Copy out all of the data below, swapping every "keypoint" for "point" and keeping everything else the same. Omit the pictures from your answer.

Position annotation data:
---*---
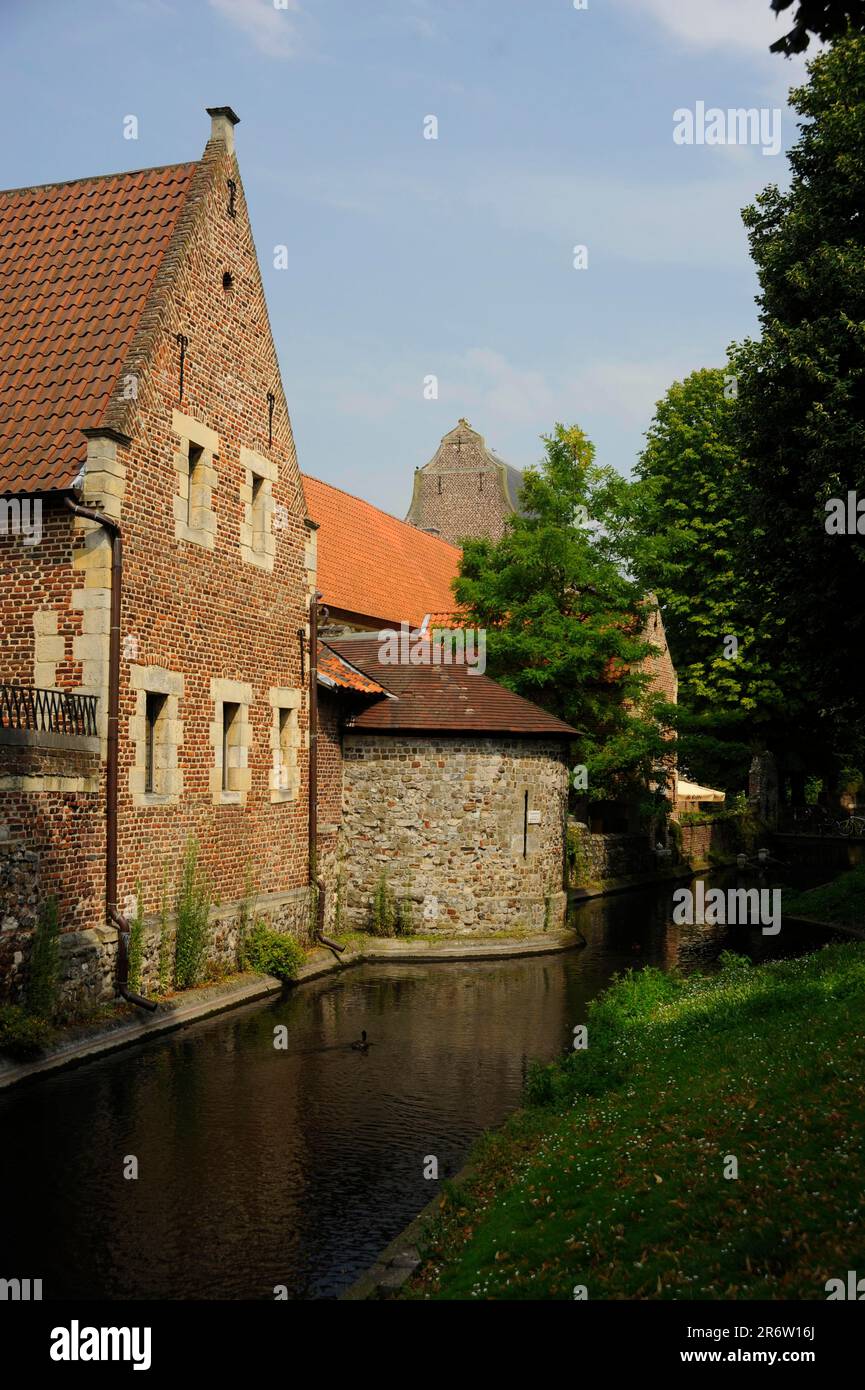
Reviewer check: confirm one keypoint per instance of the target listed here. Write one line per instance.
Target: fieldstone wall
(89, 958)
(594, 859)
(444, 819)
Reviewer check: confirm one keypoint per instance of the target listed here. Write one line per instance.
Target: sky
(451, 257)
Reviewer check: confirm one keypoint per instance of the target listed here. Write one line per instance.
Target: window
(156, 733)
(284, 742)
(195, 459)
(231, 722)
(257, 540)
(155, 709)
(288, 741)
(259, 514)
(231, 741)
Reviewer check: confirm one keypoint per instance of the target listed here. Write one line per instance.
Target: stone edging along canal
(209, 1000)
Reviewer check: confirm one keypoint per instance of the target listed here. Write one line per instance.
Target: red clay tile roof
(77, 264)
(334, 670)
(376, 566)
(441, 698)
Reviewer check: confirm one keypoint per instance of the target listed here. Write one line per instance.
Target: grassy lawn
(613, 1176)
(843, 900)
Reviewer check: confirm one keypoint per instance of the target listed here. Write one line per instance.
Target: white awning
(693, 791)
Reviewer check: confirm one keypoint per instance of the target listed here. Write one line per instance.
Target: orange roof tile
(376, 566)
(78, 262)
(335, 670)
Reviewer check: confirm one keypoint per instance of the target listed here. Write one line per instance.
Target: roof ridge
(96, 178)
(380, 510)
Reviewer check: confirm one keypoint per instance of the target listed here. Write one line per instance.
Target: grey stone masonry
(470, 830)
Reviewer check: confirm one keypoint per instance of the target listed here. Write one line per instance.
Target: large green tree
(825, 18)
(565, 624)
(801, 416)
(679, 526)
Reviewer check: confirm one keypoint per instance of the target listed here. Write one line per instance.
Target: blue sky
(452, 257)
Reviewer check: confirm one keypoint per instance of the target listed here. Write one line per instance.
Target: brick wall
(442, 818)
(206, 608)
(53, 804)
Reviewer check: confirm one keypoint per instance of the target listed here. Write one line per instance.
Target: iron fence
(49, 712)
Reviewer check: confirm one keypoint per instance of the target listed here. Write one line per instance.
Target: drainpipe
(313, 774)
(117, 569)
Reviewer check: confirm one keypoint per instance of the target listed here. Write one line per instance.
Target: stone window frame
(196, 503)
(156, 680)
(285, 773)
(239, 776)
(257, 538)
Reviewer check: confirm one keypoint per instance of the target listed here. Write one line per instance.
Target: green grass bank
(613, 1178)
(843, 900)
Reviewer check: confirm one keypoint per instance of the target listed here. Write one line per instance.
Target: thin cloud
(271, 31)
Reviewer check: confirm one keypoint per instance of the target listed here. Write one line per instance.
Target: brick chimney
(223, 121)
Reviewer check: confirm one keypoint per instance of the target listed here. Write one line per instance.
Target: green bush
(192, 915)
(41, 998)
(274, 952)
(136, 943)
(164, 941)
(21, 1034)
(403, 918)
(245, 915)
(384, 909)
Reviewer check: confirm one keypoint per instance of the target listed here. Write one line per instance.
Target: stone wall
(604, 861)
(18, 908)
(442, 818)
(597, 859)
(53, 804)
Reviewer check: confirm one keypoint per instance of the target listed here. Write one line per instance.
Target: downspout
(111, 761)
(314, 879)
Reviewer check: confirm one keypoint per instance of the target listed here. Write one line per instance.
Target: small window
(155, 708)
(192, 498)
(259, 514)
(231, 730)
(288, 723)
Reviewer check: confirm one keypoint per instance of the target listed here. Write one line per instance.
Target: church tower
(465, 491)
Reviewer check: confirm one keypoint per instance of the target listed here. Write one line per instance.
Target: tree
(801, 414)
(565, 624)
(826, 18)
(679, 527)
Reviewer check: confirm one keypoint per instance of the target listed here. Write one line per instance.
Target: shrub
(274, 952)
(403, 918)
(245, 918)
(164, 941)
(45, 962)
(136, 943)
(21, 1034)
(193, 904)
(338, 904)
(384, 909)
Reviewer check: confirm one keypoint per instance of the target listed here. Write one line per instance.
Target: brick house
(374, 570)
(442, 781)
(163, 612)
(454, 794)
(465, 489)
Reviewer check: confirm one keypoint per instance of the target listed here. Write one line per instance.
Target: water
(260, 1166)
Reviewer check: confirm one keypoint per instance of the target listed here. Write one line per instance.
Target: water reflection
(260, 1166)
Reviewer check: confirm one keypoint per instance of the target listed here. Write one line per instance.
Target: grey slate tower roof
(465, 491)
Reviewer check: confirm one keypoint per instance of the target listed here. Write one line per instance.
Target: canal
(262, 1166)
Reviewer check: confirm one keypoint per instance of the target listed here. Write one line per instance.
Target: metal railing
(49, 712)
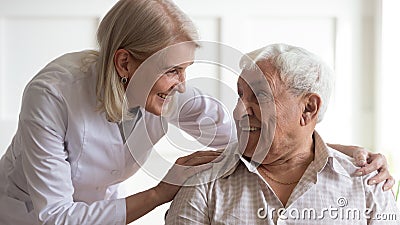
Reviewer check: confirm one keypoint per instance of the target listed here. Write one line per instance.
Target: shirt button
(115, 172)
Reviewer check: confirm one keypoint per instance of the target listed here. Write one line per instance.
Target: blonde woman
(69, 152)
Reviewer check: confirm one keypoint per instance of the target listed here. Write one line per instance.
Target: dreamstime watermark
(338, 212)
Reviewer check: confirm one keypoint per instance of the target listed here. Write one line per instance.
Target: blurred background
(358, 38)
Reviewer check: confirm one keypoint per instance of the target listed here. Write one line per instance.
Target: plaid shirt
---*---
▸ Expected answer
Reviewer check: confirm one point per instance of the target listed here. Write one line per instance.
Target: fieldstone wall
(89, 958)
(594, 859)
(444, 819)
Reviewer check: confirm one point per instance of the target listed here. Write one line per instance.
Target: sky
(451, 257)
Reviewer check: confirm one point per instance of the target listed here. Write one line per instance.
Target: window
(156, 733)
(284, 742)
(195, 459)
(231, 722)
(257, 540)
(155, 709)
(288, 741)
(259, 514)
(231, 741)
Reviewer check: confirm one point per instance of the target listed here. Write one line per instance.
Target: stone edging along canal
(209, 1000)
Reviewer check: confirm one point per instance of the target listed here. Write one line per instance.
Target: red clay tile roof
(77, 264)
(334, 670)
(376, 566)
(441, 698)
Reviewer check: confirm one point per instance of the target listed here. Write one line per instance.
Target: grassy lawn
(613, 1176)
(843, 900)
Reviewer check: confirm one point per instance of the target listed here. Write one line per instance.
Target: white awning
(693, 791)
Reviewer check: confirm one point per instance of the target listed here. Write one line per instance.
Target: orange roof tile
(376, 566)
(78, 262)
(335, 670)
Reviewer check: confirm one point per instance of the target listed here. Write one line per instance.
Target: roof ridge
(96, 178)
(380, 510)
Reviewer check: confirm one point per instance of the target listed here. Write one line per instance.
Target: grey stone masonry
(470, 830)
Reviewer check: confirm one point per instance of the target listed here. Write one line per instance.
Target: large green tree
(825, 18)
(565, 624)
(801, 416)
(679, 526)
Reviewer check: confirm one point per instance of the target listed here. Write one line per instance.
Target: blue sky
(452, 257)
Reviewer check: confirm one point per instance of the target listed here. Write one line per instance.
Target: brick wall
(442, 818)
(206, 608)
(53, 804)
Reviewer check: confirm one point per instance of the target listed here. Write one line per instance.
Target: iron fence
(49, 712)
Reviewer check: confirm one point per instance of the target listed here. Write one line per instance.
Target: drainpipe
(313, 774)
(117, 569)
Reviewer check: confirm one point per instance of the target listed here. Write one line per instance.
Target: stone window frame
(196, 503)
(156, 680)
(285, 773)
(239, 776)
(257, 538)
Reviewer check: confirm one point per instance of the target listed here. Write one line per instance.
Target: green grass bank
(613, 1178)
(843, 900)
Reviewer check: confirm one point per instance of the target listed here. Write one line per instance.
Target: thin cloud
(271, 31)
Reviewer check: confirm one point per instance of the target listed here. Write one line per instance.
Target: brick chimney
(223, 121)
Reviewer check: confirm one point per instance of the target listed here. Write one line per instance.
Target: green bush
(192, 915)
(41, 998)
(274, 952)
(136, 943)
(164, 941)
(21, 1034)
(403, 918)
(245, 915)
(384, 909)
Reviewer check: confirm one point per instance of the target listed here. Write one line per instance.
Target: stone wall
(604, 861)
(18, 908)
(442, 818)
(597, 859)
(53, 804)
Reviewer check: confirm one point per instance of the target listed here. Write one line per instance.
Target: downspout
(111, 761)
(314, 879)
Reviewer check: confirm one point per instance of the target listed here. Write one line per instance.
Target: small window
(155, 708)
(192, 498)
(259, 514)
(231, 730)
(288, 723)
Reviewer check: confirm one point per instance of the target listed here. Write one line per instance.
Target: church tower
(465, 491)
Reviewer check: confirm one point per instance of the target listed here. Write one line per instance.
Target: tree
(801, 414)
(565, 624)
(826, 18)
(679, 527)
Reviewer check: confirm one point per instance of the target listed here. Write one line per instance.
Target: shrub
(274, 952)
(403, 918)
(245, 918)
(164, 941)
(45, 962)
(136, 943)
(21, 1034)
(193, 904)
(338, 904)
(384, 909)
Reviewer check: confirm one point per instance of the target listed here. Write one line per instance.
Target: brick house
(374, 570)
(442, 781)
(163, 612)
(454, 794)
(465, 489)
Reviewer check: confirm one point per instance of the target listed here. Write one line per instance.
Target: water
(260, 1166)
Reviewer check: confirm one point per instance of the target listed here. Write one line per instance.
Target: water reflection
(260, 1166)
Reviewer check: confirm one point per instance of the target listed here. Write one line per instance.
Target: grey slate tower roof
(465, 491)
Reviewer check: confirm one point per instance of the target listed here. Write one line per instance.
Target: canal
(262, 1166)
Reviewer check: confirm one point per instance of the target listed here. Write one line per instance.
Target: metal railing
(49, 712)
Reviewer check: confirm one point per instance of the target listed here. Write one line per instance.
Target: shirt button
(115, 172)
Reviewer check: confirm one point per instance of the target listed here. Write one line per instance.
Target: blonde woman
(69, 152)
Reviewer check: confirm one point per instance of the target listed here. Write one line per instance.
Target: dreamstime watermark
(338, 212)
Reviewer check: confirm one point per instance of the target listed here. Write one line per instance.
Target: blurred background
(358, 38)
Reviewer check: confirm one point per instance of the target listed here. Write one line per instance.
Target: plaid shirt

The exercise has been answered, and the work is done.